• **Document extract**:
• • • • • • •

# Access to for TTs for sale



## fcuk1_6 (Aug 1, 2012)

Hi,

Was just wondering if it would not make sense to allow non paying members access to view the TTs for sale section and make comments within the threads although not start a new topic as people who do not own TTs may come on here to try to search for one that has been properly cared for which I would have thought would benifit paying members who have advertised their cars?


----------



## Mark Davies (Apr 10, 2007)

There are several threads ongoing about this at the moment, including a poll about it. Take a look at those and it will give you some idea of why the restrictions are there. And you'll find you don't have to be a paid-up member either - you'll automatically get access once you've been on the forum a while and built up a modest post count.

And finally, as there are several threads running on this topic at the moment don't be surprised (or offended) if this thread gets moved or closed by a moderator.


----------



## rustyintegrale (Oct 1, 2006)

This was why I voted for Option 4 here...

viewtopic.php?f=30&t=287293

It would seem to offer the protection against scammers that we all would like yet also encourages the sale of members cars to new potential members.

It seems like a no brainer to me but the majority seem to think otherwise, sorry.

*EDIT* Happy Birthday Mark, by the way! [smiley=cheers.gif]


----------

• • • • • • •

[Coordinate annotation records]
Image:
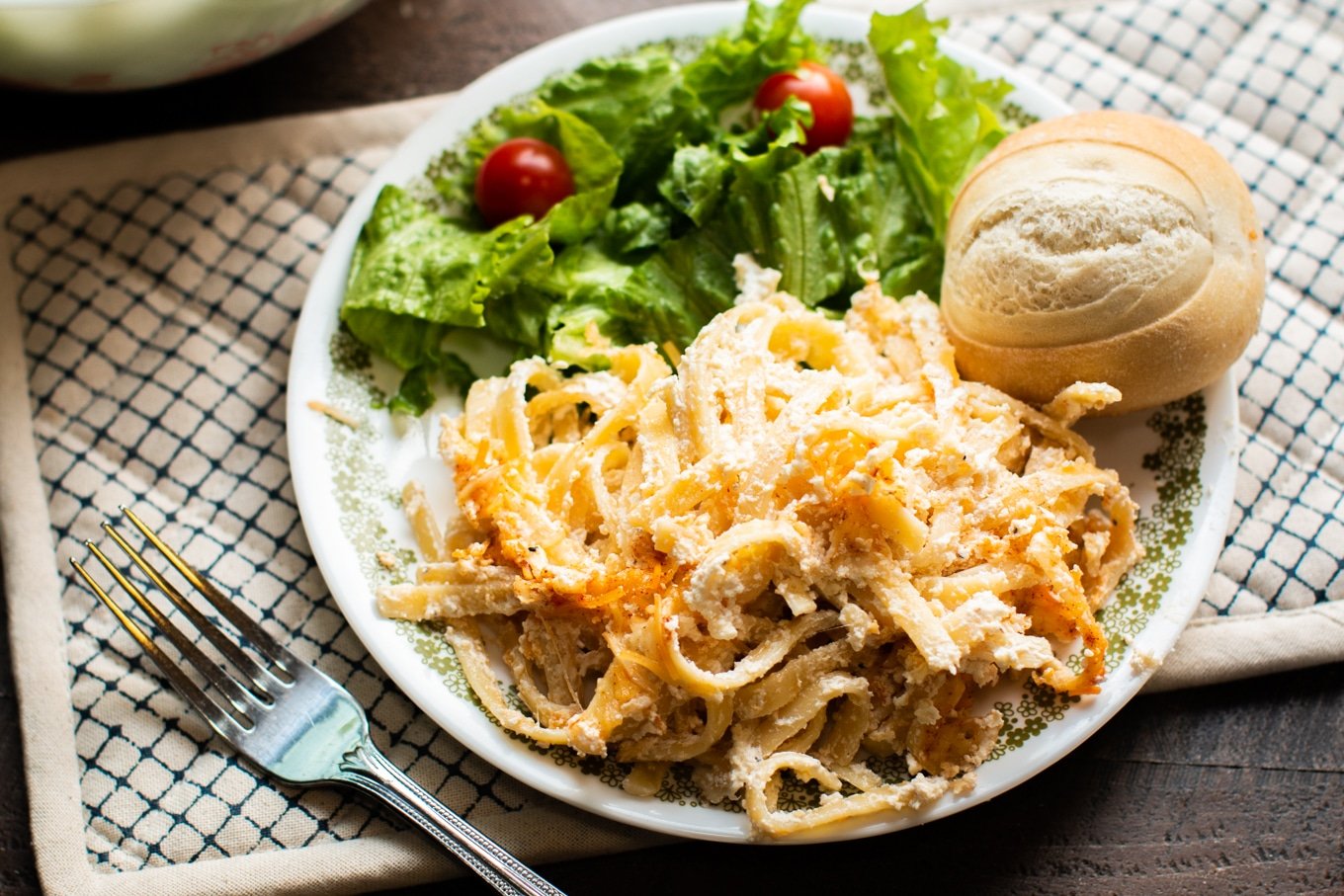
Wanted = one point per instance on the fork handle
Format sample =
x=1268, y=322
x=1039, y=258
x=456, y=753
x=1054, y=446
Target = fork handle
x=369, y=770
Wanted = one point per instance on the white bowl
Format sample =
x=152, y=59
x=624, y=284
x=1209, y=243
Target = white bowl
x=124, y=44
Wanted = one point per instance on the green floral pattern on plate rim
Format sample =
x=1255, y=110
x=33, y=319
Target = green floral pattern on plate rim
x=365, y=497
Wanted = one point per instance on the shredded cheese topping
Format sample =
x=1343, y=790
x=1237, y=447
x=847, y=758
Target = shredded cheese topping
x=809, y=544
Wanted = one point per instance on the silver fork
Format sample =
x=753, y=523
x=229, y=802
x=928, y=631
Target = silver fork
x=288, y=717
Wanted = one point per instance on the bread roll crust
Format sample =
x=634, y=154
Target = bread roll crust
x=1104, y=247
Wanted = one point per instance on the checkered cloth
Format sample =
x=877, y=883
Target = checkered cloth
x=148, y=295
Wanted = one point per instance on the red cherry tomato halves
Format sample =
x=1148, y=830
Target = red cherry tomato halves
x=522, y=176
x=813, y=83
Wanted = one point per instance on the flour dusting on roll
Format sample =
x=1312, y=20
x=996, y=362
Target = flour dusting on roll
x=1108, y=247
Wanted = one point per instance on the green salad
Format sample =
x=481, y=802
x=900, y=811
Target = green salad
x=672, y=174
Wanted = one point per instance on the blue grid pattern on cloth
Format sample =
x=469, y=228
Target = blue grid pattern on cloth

• • • • • • •

Transcribe everything in the forum thread from "There are several threads ongoing" down to "by a moderator.".

• **Exercise answer**:
There are several threads ongoing about this at the moment, including a poll about it. Take a look at those and it will give you some idea of why the restrictions are there. And you'll find you don't have to be a paid-up member either - you'll automatically get access once you've been on the forum a while and built up a modest post count.

And finally, as there are several threads running on this topic at the moment don't be surprised (or offended) if this thread gets moved or closed by a moderator.